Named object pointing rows
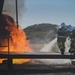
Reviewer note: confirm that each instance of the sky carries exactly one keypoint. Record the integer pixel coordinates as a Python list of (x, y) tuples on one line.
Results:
[(48, 11)]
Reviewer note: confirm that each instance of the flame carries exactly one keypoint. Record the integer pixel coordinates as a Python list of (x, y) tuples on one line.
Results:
[(17, 40)]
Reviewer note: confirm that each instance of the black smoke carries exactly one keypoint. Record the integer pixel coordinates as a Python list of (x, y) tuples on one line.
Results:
[(10, 8)]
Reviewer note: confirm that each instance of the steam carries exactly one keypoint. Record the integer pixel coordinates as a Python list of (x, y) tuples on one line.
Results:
[(10, 8)]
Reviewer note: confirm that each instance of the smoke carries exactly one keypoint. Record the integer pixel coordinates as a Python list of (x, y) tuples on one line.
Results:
[(10, 8)]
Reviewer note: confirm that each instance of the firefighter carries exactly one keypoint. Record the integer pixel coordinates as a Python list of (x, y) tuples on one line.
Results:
[(72, 46), (61, 38)]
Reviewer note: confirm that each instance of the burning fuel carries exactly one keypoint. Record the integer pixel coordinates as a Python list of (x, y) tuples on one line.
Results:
[(17, 40)]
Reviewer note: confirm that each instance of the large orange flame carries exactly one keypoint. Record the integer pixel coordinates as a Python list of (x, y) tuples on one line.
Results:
[(17, 40)]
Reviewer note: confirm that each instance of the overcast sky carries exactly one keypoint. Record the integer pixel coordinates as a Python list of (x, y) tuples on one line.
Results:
[(48, 11)]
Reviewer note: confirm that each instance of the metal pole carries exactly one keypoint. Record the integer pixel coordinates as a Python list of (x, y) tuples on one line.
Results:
[(9, 58), (17, 13)]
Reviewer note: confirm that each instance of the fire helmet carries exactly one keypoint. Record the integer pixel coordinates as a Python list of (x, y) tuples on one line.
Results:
[(63, 24)]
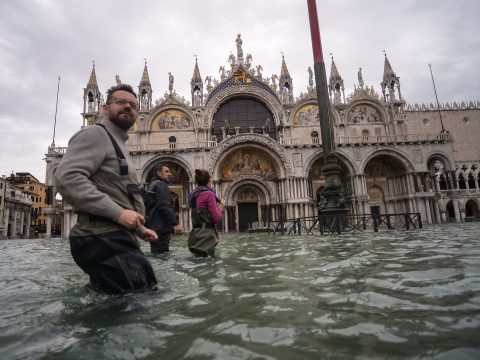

GOAL —
Rewrite all of the rows above, replacing every "Reviewer note" with "Annotator note" and keeping everything else the same. Omit the pictures from your version.

EXERCISE OUTPUT —
Annotator note: confirm that each instance of the sky carries exactly one keypoint. Record the integer pixel coordinates as a Python list of (x, y) tuples on one line.
Results:
[(48, 11)]
Annotator note: confirm that each instance of the flame carries exactly one keypoint. Record the integer pixel coordinates as a Python list of (x, y) tuples on one line.
Results:
[(17, 40)]
Annotator note: confirm that each instance of the black smoke carries exactly one keypoint. Record the integer pixel coordinates as a Python list of (x, y) tuples on one line.
Results:
[(10, 8)]
Annotator note: confirm that each instance of the steam carries exactly one keypoint. Record the integer pixel coordinates as a Python list of (x, y) tuples on one line.
Results:
[(10, 8)]
Annotator note: confirm that each instance of the smoke carries exactly one keypoint. Record the integer pixel coordinates as a Python list of (x, y) tuples on one line.
Results:
[(10, 8)]
Annotator note: confirm that each instance of the firefighter carries exactly one keypoint. Record the integer pixel coordinates as a Python list of (x, y) tuples on one line.
Results:
[(72, 46), (61, 38)]
Annotator note: confirm that each instance of the burning fuel carries exactly one keypoint. Record the integer pixel coordinates as a Python list of (x, y) tuples on one line.
Results:
[(17, 40)]
Annotator note: confirm that each instance of the large orange flame carries exactly one keypoint. Record the integer pixel coordinates as a Python list of (x, y) tuples on one line.
Results:
[(17, 40)]
Annotator note: confirm that each instance of the overcast sky carries exactly one keypoint. Record the integer pixel coordinates as a Python list of (x, y) tuples on one line.
Results:
[(48, 11)]
Annotator note: confirm that each instance of the metal pole carries exactly one keypoint. Record the integer pixel coordinates as a Python list of (x, y) tuples on one line.
Results:
[(9, 58), (17, 13)]
Annotator note: confirm that each instance of the fire helmet carries exactly one keypoint. Record the integer pixel coordinates as a Python list of (x, y) tuples on one line.
Results:
[(63, 24)]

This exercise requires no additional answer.